EXCERPT TO READ –
- Opening Delimiter -

Alibaba CEO: Coronavirus is a ‘black swan,’ may affect the global economy

Julia La Roche
Correspondent

Chinese e-commerce giant Alibaba Group’s CEO Daniel Zhang characterized the widening coronavirus crisis as a “black swan event” on Thursday, warning that the outbreak has potentially global implications.

During a call with analysts discussing the company’s fiscal third-quarter results that beat expectations, Zhang said that the coronavirus presents “near term” challenges to Alibaba’s businesses that will have “significant impact” on China and beyond.

As the numbers of those affected continue to rise, economists and businesses have made sobering remarks about the outlook for worldwide growth.

On Thursday, Alibaba reported its revenue rose 38% year-over-year during a strong quarter. In the release, Zhang touted the “robust growth” across the lines of business, pointing to a record Single’s Day, increased user engagement, and rapid growth in the cloud computing services. 

However, the coronavirus remained at the forefront of the company’s remarks to investors. The crisis has roiled markets with the estimated death toll reaching 1,350 and the number of confirmed cases topping 60,000 — most of them in mainland China.

“In response to the coronavirus, we mobilized Alibaba ecosystem’s powerful forces of commerce and technology to fully support the fight against the outbreak, ensure supply of daily necessities for our communities and introduced practical relief measures for our merchants,” Zhang said.

- Closing Delimiter -

DATA UNDER STUDY –
- Opening Delimiter -

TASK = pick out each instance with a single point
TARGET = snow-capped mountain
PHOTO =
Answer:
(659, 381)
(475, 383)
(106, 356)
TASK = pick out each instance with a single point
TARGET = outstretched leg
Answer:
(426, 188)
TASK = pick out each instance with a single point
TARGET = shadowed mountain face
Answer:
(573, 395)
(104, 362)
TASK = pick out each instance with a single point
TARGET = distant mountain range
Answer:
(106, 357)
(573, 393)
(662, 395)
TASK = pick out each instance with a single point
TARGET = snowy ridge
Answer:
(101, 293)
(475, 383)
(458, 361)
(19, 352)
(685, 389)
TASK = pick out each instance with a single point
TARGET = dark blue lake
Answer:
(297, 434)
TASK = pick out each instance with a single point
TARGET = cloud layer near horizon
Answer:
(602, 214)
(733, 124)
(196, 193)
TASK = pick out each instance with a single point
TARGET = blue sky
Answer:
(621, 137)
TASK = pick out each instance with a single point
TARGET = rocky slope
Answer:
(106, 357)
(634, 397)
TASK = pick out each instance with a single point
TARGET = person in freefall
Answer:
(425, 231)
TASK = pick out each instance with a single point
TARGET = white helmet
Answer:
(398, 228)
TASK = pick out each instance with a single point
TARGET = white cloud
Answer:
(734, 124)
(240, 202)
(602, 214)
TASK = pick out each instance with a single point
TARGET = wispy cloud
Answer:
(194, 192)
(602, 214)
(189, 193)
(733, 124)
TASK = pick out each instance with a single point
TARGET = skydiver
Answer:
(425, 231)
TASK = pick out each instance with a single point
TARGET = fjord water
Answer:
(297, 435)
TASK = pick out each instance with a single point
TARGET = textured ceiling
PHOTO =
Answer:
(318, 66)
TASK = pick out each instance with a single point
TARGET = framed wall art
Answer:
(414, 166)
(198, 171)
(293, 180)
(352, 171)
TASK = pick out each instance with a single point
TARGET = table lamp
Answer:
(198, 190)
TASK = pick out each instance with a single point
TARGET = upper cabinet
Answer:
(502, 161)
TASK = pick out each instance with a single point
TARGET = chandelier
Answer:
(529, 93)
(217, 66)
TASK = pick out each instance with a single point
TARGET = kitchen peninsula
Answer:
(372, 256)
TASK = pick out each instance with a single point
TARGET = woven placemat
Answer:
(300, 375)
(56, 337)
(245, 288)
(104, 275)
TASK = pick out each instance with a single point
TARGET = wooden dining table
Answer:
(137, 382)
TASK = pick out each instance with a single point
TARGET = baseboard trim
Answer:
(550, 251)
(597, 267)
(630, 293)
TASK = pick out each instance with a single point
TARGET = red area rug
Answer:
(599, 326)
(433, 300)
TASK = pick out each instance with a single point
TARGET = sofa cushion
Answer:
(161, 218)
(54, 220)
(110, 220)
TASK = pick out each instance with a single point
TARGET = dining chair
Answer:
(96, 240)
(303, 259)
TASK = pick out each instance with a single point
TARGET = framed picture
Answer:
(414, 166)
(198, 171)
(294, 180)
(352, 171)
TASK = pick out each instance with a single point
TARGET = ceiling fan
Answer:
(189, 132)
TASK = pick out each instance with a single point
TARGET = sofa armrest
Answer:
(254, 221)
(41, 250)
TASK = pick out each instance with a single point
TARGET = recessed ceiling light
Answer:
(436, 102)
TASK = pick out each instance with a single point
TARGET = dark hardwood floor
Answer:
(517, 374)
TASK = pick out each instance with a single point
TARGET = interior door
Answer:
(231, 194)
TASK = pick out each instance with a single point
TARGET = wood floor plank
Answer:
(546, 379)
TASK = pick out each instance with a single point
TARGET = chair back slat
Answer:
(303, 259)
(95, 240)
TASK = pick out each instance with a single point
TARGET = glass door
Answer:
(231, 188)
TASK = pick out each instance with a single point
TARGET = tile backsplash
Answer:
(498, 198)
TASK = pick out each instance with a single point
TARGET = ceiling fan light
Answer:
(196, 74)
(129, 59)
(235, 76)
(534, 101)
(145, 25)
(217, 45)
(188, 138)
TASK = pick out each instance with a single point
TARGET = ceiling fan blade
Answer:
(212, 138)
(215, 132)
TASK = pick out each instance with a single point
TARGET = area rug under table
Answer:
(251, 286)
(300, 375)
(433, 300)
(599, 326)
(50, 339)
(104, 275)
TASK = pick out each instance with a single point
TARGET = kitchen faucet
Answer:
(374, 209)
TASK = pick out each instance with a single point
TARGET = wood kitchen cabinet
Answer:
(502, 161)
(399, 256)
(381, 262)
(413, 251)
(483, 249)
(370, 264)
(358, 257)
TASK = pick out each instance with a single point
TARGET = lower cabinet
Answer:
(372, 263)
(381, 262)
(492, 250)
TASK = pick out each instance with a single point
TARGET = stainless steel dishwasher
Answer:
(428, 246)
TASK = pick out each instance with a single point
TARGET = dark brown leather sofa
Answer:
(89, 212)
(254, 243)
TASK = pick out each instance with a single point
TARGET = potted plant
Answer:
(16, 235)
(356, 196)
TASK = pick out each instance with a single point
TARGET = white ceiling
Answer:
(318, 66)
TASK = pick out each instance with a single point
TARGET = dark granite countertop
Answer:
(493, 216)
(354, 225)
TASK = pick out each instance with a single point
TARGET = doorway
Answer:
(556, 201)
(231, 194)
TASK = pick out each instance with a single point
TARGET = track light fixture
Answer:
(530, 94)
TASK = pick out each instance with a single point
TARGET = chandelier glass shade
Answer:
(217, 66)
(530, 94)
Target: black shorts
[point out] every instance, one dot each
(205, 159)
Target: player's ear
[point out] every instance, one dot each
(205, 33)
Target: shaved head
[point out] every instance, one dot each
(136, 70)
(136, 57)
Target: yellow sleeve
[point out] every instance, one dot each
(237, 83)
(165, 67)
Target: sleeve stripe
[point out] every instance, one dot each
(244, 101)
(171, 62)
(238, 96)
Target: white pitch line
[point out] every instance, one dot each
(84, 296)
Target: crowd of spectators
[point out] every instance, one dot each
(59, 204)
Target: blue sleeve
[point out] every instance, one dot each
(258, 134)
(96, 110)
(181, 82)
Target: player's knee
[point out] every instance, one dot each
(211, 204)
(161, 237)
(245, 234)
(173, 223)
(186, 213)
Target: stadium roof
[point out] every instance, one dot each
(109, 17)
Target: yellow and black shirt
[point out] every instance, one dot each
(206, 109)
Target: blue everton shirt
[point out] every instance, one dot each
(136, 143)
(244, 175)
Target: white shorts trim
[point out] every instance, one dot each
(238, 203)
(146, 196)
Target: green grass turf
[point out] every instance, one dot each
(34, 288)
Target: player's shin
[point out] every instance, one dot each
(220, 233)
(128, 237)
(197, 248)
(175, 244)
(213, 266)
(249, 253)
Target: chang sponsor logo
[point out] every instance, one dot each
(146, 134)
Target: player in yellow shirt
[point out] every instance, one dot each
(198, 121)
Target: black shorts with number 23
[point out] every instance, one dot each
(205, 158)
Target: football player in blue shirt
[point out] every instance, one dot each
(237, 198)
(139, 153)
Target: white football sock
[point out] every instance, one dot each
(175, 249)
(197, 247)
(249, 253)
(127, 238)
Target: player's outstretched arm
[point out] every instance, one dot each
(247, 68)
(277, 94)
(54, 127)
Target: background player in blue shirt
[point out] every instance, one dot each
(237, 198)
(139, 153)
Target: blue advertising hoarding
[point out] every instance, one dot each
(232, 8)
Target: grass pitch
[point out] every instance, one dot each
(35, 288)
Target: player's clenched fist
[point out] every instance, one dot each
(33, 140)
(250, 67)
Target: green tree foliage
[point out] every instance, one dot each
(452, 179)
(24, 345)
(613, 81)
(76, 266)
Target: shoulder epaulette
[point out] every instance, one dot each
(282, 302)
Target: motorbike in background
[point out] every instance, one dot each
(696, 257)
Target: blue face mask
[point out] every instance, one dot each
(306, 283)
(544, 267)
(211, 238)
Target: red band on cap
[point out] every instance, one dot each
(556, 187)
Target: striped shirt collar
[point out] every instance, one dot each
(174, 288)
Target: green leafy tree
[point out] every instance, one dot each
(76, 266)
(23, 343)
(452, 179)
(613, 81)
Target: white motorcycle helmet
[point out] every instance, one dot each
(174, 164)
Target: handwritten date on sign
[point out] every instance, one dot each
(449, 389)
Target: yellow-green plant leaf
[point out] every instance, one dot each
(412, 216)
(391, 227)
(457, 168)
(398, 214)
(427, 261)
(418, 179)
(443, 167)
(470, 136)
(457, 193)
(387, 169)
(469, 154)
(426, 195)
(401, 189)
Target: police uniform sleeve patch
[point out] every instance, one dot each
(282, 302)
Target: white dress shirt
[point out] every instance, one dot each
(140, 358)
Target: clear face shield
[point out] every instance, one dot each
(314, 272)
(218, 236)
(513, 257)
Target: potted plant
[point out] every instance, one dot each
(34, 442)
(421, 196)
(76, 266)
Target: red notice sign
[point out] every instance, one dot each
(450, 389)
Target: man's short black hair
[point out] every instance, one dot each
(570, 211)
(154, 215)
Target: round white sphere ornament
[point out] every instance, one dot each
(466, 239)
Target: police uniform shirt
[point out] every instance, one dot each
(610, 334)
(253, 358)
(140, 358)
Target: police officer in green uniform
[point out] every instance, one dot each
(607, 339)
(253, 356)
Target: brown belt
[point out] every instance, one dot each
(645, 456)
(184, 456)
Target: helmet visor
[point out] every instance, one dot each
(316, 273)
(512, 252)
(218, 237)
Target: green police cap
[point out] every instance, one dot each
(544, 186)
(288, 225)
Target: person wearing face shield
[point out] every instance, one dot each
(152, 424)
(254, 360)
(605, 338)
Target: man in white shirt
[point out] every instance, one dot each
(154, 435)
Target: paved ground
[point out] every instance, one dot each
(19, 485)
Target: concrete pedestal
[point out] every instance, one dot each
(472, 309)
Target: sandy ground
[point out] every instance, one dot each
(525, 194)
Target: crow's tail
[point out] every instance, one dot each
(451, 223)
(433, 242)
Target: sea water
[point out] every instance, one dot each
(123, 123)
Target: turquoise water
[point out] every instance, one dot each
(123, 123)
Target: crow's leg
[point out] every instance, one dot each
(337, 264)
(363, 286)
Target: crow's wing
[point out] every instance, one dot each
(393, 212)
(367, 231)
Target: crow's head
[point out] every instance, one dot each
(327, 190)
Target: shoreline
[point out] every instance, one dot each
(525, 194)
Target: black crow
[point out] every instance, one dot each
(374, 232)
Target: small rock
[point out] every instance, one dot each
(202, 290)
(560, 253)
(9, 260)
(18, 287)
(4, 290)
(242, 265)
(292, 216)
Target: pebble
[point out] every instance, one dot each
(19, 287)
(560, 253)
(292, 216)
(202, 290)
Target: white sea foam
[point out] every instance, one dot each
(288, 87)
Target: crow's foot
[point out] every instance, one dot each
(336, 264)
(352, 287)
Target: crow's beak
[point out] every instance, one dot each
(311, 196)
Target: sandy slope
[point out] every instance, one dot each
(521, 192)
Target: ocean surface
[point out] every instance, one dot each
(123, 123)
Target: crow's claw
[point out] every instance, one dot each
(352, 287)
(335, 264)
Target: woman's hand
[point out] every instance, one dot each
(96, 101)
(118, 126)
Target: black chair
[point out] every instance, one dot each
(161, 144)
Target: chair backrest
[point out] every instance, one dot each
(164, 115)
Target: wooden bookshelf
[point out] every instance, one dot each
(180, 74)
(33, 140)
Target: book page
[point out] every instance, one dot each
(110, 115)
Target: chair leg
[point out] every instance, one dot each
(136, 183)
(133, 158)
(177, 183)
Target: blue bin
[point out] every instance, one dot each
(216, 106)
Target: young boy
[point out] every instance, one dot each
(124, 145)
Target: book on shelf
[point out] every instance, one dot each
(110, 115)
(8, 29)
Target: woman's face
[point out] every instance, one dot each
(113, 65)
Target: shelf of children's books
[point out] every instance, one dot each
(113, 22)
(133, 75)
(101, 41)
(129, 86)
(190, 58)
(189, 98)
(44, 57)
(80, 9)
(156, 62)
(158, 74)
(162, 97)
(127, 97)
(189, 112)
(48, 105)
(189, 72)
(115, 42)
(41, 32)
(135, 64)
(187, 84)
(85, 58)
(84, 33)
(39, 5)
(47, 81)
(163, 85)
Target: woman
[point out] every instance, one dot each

- Closing Delimiter -

ASSIGNMENT – Continue the article on Alibaba's CEO and the coronavirus with a few more paragraphs, starting after Zhang's quote that ends "introduced practical relief measures for our merchants."

ANSWER SPACE –
With a growing number of multinationals curtailing or shuttering Chinese operations and evacuating employees, Zhang said the company “took every effort to protect the health and safety of employees through flexible work policy and remote office collaboration.”

He added: “No matter past, present or future, we remain true to our mission and we will support our merchants to overcome this challenging time together,” he added. 

Shortly after the outbreak, Alibaba began procuring medical supplies from around the world. To date, over 40 million units have been donated to Wuhan and other affected cities, Zhang said.

Zhang emphasized that they are “monitoring the challenge and identifying opportunity as the situation evolves.”

He observed that there’s been a delay in employees returning to work after the Chinese New Year, which is preventing merchants and logistics companies from assuming operations. According to Zhang, this is having a “negative impact” on commerce as merchants’ operations haven’t returned to normal. What’s more, a “significant number of packages are not able to be delivered on time.”

Strong growth amidst a pandemic

Both Alibaba and JD.com have seen a surge in online ordering since the virus forced China to mandate quarantines, keeping many citizens homebound.

The company’s Freshippo supermarket is seeing online order increase “significantly” as a “result of consumer migration to online purchasing” of fresh goods, groceries, and daily necessities, according to Alibaba. However, Zhang added that there are limitations in the delivery capacity that is preventing order volume from fully recovering.

While categories like grocery have increased, restaurant visits and delivery orders have declined because many restaurants haven’t resumed normal operations, Zhang added.

Travel booking also saw “material” numbers of cancellations because of the virus, he said.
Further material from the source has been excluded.